• [WHAT IS REQUIRED] Each line of the data should be repeated precisely.

• [EXTRACTED ENTRIES]
Segment Open

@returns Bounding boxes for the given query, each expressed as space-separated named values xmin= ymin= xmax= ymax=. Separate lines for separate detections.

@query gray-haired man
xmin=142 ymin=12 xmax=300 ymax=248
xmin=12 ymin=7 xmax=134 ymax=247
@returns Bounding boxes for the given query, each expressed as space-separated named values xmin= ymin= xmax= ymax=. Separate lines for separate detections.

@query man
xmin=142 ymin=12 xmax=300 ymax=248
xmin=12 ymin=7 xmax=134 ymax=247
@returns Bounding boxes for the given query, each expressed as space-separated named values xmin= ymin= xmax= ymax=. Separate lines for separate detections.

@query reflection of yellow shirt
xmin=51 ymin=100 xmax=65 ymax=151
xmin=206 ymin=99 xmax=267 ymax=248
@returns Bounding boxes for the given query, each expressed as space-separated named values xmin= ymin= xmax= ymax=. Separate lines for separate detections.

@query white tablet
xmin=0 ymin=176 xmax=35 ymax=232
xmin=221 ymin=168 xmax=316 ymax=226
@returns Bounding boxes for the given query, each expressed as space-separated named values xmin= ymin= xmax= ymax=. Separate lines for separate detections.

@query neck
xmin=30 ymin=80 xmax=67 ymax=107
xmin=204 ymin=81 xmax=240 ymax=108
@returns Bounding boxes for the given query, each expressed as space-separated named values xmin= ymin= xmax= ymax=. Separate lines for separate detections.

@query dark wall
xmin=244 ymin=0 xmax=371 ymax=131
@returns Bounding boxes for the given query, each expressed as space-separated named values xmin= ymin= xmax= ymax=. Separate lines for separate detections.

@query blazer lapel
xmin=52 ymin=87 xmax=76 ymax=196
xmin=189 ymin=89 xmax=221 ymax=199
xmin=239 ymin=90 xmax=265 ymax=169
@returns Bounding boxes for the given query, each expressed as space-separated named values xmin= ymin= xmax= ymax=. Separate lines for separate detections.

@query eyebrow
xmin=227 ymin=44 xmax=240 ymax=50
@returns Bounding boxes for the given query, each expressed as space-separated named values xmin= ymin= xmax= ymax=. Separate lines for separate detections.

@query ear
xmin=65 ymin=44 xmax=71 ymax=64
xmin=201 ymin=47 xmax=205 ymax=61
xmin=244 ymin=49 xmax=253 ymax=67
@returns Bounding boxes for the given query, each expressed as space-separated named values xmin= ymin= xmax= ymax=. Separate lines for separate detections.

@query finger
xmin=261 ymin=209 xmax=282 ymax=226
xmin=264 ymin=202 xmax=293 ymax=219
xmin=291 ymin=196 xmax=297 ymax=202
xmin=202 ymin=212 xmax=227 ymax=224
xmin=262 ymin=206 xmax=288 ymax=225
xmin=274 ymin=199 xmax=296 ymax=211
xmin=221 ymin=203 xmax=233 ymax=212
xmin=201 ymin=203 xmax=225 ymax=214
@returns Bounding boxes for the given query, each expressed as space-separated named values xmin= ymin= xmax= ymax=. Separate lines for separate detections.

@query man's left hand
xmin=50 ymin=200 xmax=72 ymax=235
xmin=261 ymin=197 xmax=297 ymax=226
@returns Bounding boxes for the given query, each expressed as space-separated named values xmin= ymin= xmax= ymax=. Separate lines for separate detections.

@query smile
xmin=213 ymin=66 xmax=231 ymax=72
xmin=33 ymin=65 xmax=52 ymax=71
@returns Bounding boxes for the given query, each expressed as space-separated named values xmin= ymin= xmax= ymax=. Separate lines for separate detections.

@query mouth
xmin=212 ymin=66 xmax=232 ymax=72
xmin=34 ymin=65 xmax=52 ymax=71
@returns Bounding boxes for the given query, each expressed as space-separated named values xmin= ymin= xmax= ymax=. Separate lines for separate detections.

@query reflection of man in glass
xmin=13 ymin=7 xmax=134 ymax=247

Segment Closed

• [EXERCISE RESULT]
@returns Bounding boxes for the given query, each expressed as space-separated named values xmin= ymin= xmax= ymax=. Separate lines for separate detections.

@query gray-haired man
xmin=142 ymin=12 xmax=300 ymax=248
xmin=12 ymin=7 xmax=134 ymax=247
@returns Bounding boxes for the given query, each expressed as space-separated named values xmin= ymin= xmax= ymax=. Separate lines for separate detections.

@query man
xmin=142 ymin=12 xmax=300 ymax=248
xmin=12 ymin=7 xmax=134 ymax=247
@returns Bounding boxes for the given query, each expressed as space-separated named values xmin= ymin= xmax= ymax=. Separate lines for separate detections.

@query reflection of yellow shirt
xmin=51 ymin=100 xmax=65 ymax=151
xmin=206 ymin=99 xmax=267 ymax=248
@returns Bounding boxes for the given query, each expressed as space-separated named values xmin= ymin= xmax= ymax=. Separate lines for separate detections.

@query white tablet
xmin=0 ymin=176 xmax=35 ymax=232
xmin=221 ymin=168 xmax=316 ymax=226
@returns Bounding boxes for the given query, each expressed as space-separated named values xmin= ymin= xmax= ymax=. Separate lines for separate detections.

@query neck
xmin=30 ymin=80 xmax=67 ymax=107
xmin=204 ymin=81 xmax=240 ymax=108
@returns Bounding boxes for the given query, each expressed as space-separated named values xmin= ymin= xmax= ymax=. Separate lines for separate detections.

@query dark wall
xmin=244 ymin=0 xmax=371 ymax=131
@returns Bounding boxes for the given query, each expressed as space-separated named values xmin= ymin= xmax= ymax=. Separate lines for separate detections.

@query blazer lapel
xmin=52 ymin=87 xmax=76 ymax=196
xmin=189 ymin=89 xmax=221 ymax=199
xmin=239 ymin=90 xmax=265 ymax=169
@returns Bounding boxes for the given query, each expressed as space-separated named values xmin= ymin= xmax= ymax=. Separate lines for separate detections.

@query eyebrow
xmin=227 ymin=44 xmax=240 ymax=50
@returns Bounding boxes for the given query, each expressed as space-separated named values xmin= ymin= xmax= ymax=. Separate lines for separate detections.

@query ear
xmin=65 ymin=44 xmax=71 ymax=64
xmin=201 ymin=47 xmax=205 ymax=61
xmin=244 ymin=49 xmax=253 ymax=67
@returns Bounding boxes for the given query, each expressed as space-separated named values xmin= ymin= xmax= ymax=. Separate lines for separate detections.

@query finger
xmin=261 ymin=209 xmax=282 ymax=226
xmin=264 ymin=202 xmax=293 ymax=219
xmin=291 ymin=196 xmax=297 ymax=202
xmin=202 ymin=212 xmax=227 ymax=224
xmin=262 ymin=206 xmax=288 ymax=225
xmin=274 ymin=199 xmax=296 ymax=211
xmin=221 ymin=203 xmax=233 ymax=212
xmin=201 ymin=203 xmax=225 ymax=214
@returns Bounding boxes for the given query, each expressed as space-separated named values xmin= ymin= xmax= ymax=. Separate lines for separate detections.

@query man's left hand
xmin=50 ymin=200 xmax=72 ymax=235
xmin=261 ymin=197 xmax=297 ymax=226
@returns Bounding boxes for the given query, each expressed as space-separated named values xmin= ymin= xmax= ymax=. Separate lines for separate detections.

@query smile
xmin=213 ymin=66 xmax=231 ymax=72
xmin=33 ymin=65 xmax=52 ymax=71
@returns Bounding boxes for the given query, each expressed as space-separated named values xmin= ymin= xmax= ymax=. Separate lines for separate detections.

@query mouth
xmin=212 ymin=66 xmax=232 ymax=72
xmin=34 ymin=65 xmax=52 ymax=71
@returns Bounding boxes for the given query, each expressed as space-separated named values xmin= ymin= xmax= ymax=. Separate lines for separate detections.

@query reflection of man in glass
xmin=13 ymin=7 xmax=134 ymax=247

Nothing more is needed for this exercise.